## Start DATA EXCERPTS
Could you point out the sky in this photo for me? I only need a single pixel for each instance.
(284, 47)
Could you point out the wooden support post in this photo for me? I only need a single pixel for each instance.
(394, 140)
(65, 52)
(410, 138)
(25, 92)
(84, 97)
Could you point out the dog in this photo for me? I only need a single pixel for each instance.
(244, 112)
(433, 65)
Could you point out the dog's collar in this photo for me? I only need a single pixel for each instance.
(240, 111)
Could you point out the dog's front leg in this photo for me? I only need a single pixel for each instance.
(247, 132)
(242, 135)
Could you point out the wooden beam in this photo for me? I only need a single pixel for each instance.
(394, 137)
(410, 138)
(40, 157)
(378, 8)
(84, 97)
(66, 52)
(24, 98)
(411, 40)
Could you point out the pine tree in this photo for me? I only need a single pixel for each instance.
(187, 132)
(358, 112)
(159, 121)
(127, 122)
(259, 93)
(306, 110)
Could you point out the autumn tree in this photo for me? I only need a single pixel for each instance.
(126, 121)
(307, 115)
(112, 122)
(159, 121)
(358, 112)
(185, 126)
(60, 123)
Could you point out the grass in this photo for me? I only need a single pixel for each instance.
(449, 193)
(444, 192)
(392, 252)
## End DATA EXCERPTS
## Start DATA EXCERPTS
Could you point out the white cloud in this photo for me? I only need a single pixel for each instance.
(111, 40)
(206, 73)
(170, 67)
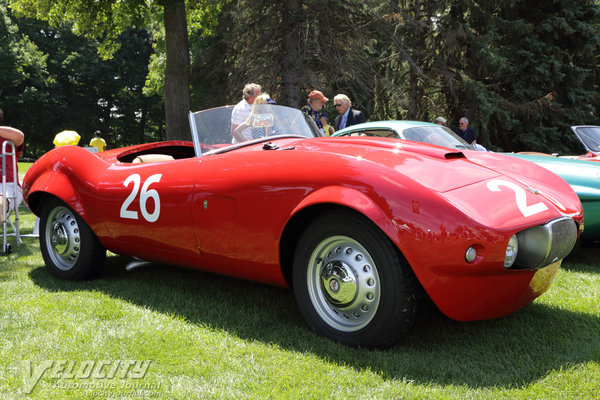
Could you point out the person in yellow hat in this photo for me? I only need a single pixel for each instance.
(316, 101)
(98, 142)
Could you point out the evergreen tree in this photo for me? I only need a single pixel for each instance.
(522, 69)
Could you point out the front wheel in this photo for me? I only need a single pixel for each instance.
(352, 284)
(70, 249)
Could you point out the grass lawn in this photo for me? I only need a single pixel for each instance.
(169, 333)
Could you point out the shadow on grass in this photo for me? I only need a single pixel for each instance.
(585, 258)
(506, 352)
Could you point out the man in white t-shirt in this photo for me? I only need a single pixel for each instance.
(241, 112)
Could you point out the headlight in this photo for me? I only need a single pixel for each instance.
## End DATA EXCERPTS
### [PROBLEM DESCRIPTION]
Find every row above that contains the string "front", matching case exactly, and copy each of those rows in full.

### [PROBLEM SOLUTION]
Could you point out the dog's front leg in this photo for me? I only need a single pixel for each instance.
Could you point out the front wheel in this photo for me? I only need a single pixel for each instance.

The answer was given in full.